■ **СОХРАНЁННЫЕ ПОЗИЦИИ**:
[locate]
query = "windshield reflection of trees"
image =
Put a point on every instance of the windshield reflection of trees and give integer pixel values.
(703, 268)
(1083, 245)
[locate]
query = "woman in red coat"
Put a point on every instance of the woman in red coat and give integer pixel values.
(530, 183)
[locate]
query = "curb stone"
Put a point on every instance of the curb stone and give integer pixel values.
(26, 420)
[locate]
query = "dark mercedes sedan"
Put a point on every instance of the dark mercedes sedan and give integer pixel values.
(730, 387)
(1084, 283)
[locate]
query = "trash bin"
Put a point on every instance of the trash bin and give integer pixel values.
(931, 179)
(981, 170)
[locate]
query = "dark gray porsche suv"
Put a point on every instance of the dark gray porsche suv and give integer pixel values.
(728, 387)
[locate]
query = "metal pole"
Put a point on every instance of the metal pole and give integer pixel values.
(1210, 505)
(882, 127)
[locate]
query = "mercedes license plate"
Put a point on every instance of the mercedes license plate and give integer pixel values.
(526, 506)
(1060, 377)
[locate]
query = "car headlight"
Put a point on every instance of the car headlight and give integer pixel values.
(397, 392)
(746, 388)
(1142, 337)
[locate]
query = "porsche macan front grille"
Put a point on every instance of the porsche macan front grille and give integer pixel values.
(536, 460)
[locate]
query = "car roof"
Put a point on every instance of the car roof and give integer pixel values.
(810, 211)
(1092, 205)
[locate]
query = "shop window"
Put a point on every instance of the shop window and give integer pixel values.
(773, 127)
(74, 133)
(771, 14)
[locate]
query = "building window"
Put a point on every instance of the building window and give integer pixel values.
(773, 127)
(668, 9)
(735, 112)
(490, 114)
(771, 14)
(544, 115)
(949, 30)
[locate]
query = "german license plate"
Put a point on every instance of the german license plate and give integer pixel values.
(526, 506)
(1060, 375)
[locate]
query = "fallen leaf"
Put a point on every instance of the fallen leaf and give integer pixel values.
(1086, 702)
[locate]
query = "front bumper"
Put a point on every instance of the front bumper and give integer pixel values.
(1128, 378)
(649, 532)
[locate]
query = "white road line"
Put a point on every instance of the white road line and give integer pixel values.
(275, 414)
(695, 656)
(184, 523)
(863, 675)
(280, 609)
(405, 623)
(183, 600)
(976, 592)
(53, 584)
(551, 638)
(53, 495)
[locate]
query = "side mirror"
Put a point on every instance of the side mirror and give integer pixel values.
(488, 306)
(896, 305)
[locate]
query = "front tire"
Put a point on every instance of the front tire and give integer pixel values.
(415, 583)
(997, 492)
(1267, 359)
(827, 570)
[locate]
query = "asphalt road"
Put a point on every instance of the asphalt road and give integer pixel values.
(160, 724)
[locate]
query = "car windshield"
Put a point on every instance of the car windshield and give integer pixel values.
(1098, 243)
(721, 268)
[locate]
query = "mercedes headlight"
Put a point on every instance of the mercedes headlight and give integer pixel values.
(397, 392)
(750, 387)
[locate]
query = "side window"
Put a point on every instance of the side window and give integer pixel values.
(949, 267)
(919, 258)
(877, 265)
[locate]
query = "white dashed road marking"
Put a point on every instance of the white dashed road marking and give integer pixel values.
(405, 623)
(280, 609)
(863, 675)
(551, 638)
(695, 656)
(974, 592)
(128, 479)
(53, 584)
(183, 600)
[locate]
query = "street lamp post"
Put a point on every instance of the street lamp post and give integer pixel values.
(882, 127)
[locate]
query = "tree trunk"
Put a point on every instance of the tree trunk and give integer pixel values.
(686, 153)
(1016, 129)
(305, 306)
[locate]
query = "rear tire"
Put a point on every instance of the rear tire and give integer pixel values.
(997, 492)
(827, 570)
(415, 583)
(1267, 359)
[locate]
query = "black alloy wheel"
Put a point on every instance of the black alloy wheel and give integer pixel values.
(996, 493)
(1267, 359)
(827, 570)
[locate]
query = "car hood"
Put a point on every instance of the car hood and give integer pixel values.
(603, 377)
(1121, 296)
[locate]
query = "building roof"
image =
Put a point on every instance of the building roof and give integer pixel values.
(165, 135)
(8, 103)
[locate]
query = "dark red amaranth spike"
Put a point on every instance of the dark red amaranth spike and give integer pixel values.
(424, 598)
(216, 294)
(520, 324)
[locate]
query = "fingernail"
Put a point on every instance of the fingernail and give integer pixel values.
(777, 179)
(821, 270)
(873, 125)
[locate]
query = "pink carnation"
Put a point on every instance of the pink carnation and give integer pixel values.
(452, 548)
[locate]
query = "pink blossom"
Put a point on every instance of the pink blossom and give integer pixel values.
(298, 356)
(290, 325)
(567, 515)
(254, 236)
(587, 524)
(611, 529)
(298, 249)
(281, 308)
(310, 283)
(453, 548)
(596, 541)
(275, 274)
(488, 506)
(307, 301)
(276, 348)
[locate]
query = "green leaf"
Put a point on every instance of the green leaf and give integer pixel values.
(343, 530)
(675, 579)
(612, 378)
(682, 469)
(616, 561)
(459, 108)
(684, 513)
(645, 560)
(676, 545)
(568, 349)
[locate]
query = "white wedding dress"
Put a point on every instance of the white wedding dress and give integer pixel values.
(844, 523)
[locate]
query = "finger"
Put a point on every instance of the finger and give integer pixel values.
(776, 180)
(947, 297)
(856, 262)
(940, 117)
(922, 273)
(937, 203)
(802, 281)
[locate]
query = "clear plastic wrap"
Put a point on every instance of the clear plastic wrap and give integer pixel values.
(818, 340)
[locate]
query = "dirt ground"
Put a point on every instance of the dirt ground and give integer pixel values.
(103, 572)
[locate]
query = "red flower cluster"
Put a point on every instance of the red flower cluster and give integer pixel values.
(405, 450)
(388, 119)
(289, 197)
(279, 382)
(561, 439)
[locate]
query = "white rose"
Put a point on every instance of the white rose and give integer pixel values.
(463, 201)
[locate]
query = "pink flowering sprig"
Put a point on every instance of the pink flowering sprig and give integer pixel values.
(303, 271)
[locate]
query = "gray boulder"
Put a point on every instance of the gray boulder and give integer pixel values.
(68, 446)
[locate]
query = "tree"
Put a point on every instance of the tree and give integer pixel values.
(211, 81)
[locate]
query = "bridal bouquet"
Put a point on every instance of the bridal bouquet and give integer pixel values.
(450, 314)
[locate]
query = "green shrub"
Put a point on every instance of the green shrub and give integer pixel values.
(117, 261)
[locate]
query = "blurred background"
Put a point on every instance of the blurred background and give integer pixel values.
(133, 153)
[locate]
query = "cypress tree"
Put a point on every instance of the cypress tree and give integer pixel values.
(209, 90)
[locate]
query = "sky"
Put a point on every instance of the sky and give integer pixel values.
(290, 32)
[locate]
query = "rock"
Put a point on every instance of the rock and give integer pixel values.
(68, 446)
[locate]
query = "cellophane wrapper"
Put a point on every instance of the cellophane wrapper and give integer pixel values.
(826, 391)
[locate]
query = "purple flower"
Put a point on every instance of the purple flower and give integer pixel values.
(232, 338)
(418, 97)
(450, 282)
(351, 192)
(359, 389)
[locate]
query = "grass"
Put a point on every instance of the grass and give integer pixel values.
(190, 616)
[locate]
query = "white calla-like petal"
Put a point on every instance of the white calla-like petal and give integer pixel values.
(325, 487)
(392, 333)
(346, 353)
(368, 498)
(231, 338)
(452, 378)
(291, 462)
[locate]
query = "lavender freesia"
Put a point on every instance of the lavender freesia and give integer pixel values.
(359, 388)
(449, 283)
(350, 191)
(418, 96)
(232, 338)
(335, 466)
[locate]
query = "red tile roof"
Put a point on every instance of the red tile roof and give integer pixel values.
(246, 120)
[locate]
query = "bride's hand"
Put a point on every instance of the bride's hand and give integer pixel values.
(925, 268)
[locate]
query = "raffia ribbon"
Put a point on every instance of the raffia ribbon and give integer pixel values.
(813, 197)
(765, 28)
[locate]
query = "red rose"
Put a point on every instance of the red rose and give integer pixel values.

■ **ЦЕЛЬ ЗАДАНИЯ**: Найдите в позициях выше все строки со словом «macan» и выпишите каждую из них полностью.

■ **ПРАВИЛЬНЫЙ ОТВЕТ**:
query = "porsche macan front grille"
Put a point on every instance of the porsche macan front grille and give integer pixel values.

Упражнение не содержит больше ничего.